* START Page *

4. Precisely, the case of the applicant company is that the RSMML failed to settle the various claims. It is submitted that on information being sought by the applicant company under Right to Information Act, the RSMML apprised the applicant company that a credit balance of Rs.7,32,572/- is lying in the books of account of RSMML. The applicant submitted yet another application on 27.12.13 seeking information regarding the closure of the contract, which was not furnished by the RSMML. The applicant company also requested RSMML to permit the inspection of books of account and other financial documents which was not allowed by the RSMML and thus, on 5.4.16 the applicant served the RSMML with a notice invoking arbitration clause in the contract for appointment of sole arbitrator within a period of 30 days claiming a sum of Rs.2,69,54,945/- plus interest and cost, but to no avail. Hence, this application.

5. Learned counsel appearing for the applicant contended that admittedly, the applicant company was not granted extension for completion of the work beyond 31.3.97 and the bank guarantee for Rs.1,18,80,000/- was invoked on 13.8.97 and another bank guarantee was returned to the applicant company on 28.11.97. It is submitted that the payments in the account of the applicant company were made to various parties as requested in the year 1998 and thereafter, the RSMML did not receive any claim from the applicant company and thus, the claim made by the applicant company after a period of 18 years is apparently barred by limitation and thus, the application preferred for appointment of arbitrator deserves to be dismissed on this count alone. However, it is not disputed that the applicant company has credit balance of Rs.7,32,572/- in the books of accounts of RSMML.

* END Page *

#### [Directions]
1) Write out the rows below again, with "innermost point" switched to "central point" and nothing else changed. Omit the pictures.
2) Resume the passage on the applicant company's arbitration claim against RSMML, starting right after its last sentence.

* START Data *

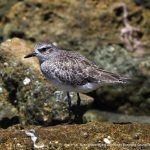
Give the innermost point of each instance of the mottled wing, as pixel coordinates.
(73, 69)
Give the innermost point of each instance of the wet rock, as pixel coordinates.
(26, 93)
(103, 116)
(59, 22)
(129, 98)
(93, 135)
(145, 3)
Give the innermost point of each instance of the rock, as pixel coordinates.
(128, 98)
(145, 3)
(93, 135)
(26, 93)
(103, 116)
(78, 30)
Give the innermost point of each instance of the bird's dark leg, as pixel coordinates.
(77, 115)
(69, 104)
(78, 100)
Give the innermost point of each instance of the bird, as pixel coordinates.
(72, 72)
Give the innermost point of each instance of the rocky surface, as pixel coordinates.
(99, 30)
(87, 136)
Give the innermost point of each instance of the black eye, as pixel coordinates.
(43, 49)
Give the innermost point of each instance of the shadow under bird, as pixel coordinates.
(72, 72)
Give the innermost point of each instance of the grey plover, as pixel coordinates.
(70, 71)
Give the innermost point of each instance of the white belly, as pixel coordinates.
(82, 88)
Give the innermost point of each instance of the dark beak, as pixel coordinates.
(30, 55)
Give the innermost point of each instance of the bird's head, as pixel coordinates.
(42, 51)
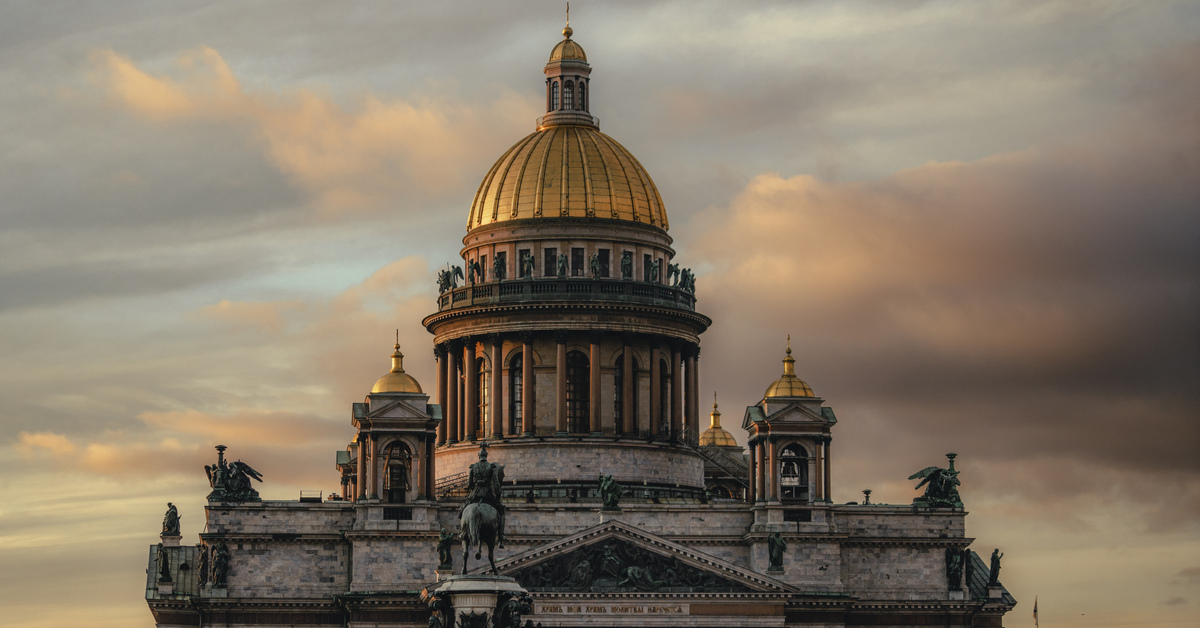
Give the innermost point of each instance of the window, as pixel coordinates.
(516, 392)
(793, 473)
(523, 255)
(577, 383)
(664, 398)
(577, 262)
(485, 377)
(619, 395)
(397, 465)
(502, 267)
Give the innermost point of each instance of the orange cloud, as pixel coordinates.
(346, 157)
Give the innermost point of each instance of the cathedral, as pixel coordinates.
(568, 352)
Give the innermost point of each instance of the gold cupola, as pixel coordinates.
(567, 168)
(396, 380)
(789, 386)
(715, 435)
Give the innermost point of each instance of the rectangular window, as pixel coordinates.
(522, 256)
(577, 262)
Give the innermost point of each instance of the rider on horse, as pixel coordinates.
(484, 485)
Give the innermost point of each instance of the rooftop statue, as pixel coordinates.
(941, 486)
(231, 480)
(775, 549)
(481, 519)
(610, 492)
(527, 265)
(171, 521)
(448, 280)
(994, 574)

* END Data *

#### [Answers given]
1)
Give the central point of each instance of the mottled wing, as pixel coordinates.
(73, 69)
Give the central point of each instance of the wet rock, as pixel coordinates.
(26, 93)
(103, 116)
(59, 22)
(129, 98)
(93, 135)
(145, 3)
Give the central point of each instance of the rock, as pixel coordinates.
(128, 98)
(145, 3)
(93, 135)
(26, 93)
(103, 116)
(78, 30)
Give the central point of each instance of the bird's dark leg, as pixel coordinates.
(77, 115)
(69, 104)
(78, 100)
Give the central point of each instance of the bird, as pixel coordinates.
(72, 72)
Give the central point of each instance of the rocky surface, as pixel coordinates.
(99, 30)
(87, 136)
Give the central point of each instance of the black eye, as pixel coordinates.
(43, 49)
Give the central point of each instance of the shadow under bird, as pixel coordinates.
(72, 72)
Give the central point of each instance of the grey plover, as pixel coordinates.
(70, 71)
Give the central point of each instance of the white belly, as pixel coordinates.
(82, 88)
Give the central point of each instance of the dark beak, as pixel coordinates.
(30, 55)
Give the central point of each instance of the bird's head, as pixel coordinates.
(42, 51)
Give the central point of each instance of the window, as pixel coordinates.
(516, 392)
(793, 473)
(523, 255)
(577, 383)
(664, 398)
(577, 262)
(485, 377)
(619, 395)
(397, 465)
(502, 267)
Give the central point of each instance of the orange cloud, as pixel coordinates.
(346, 157)
Give the central point of each instance of the cathedral, as pixel coordinates.
(568, 352)
Give the central point of each instance of the gold cupola, as pixel coordinates.
(567, 168)
(396, 380)
(789, 386)
(715, 435)
Give the central point of each instance of the rectangular window, as pixel coordinates.
(522, 256)
(577, 262)
Give the central point of each instance of the rider on horse, as pixel coordinates.
(484, 485)
Give the central point of each instance of the rooftop statue, as pixel coordinates.
(941, 486)
(231, 480)
(775, 549)
(481, 519)
(610, 492)
(527, 265)
(171, 521)
(448, 280)
(994, 574)

2)
6. Replying the objection raised on behalf of the respondent, learned counsel appearing for the applicant company submitted that admittedly, withdrawal of the final bill by the applicant company was made with the consent of the RSMML and thus, no finality to the bills has been arrived at till this date. It is submitted that before release of payment against final bill if prepared, both the parties are required to sign a 'No Claim No Dues Certificate' which has not been done and therefore, the contract entered into between the parties remains alive. Learned counsel submitted that it is not in dispute that on the information being sought by the applicant company under RTI Act, vide reply dated 18.12.13, the RSMML has categorically admitted that final payment has not been made to the applicant company and a credit balance of Rs.7,32,572/- is lying in the books of account of the RSMML. It is submitted that on 29.12.14, the representative of the applicant company accepted the documents relating to the contract in question and the representative of the applicant company was handed over computer generated slip showing an outstanding liability of Rs.7,32,572/- as on 31.3.14. Learned counsel submitted that on the facts and in the circumstances of the case, the contention sought to be raised that the claim raised is barred by limitation, is absolutely devoid of any merit.

7. I have considered the rival submissions and perused the material on record.

8. Indisputably, there exists an arbitration clause in the agreement entered into between the parties. The only objection raised by the respondent is that the claim of the applicant is barred by limitation and therefore, no arbitrable dispute exists, which could be referred for adjudication to the arbitrator.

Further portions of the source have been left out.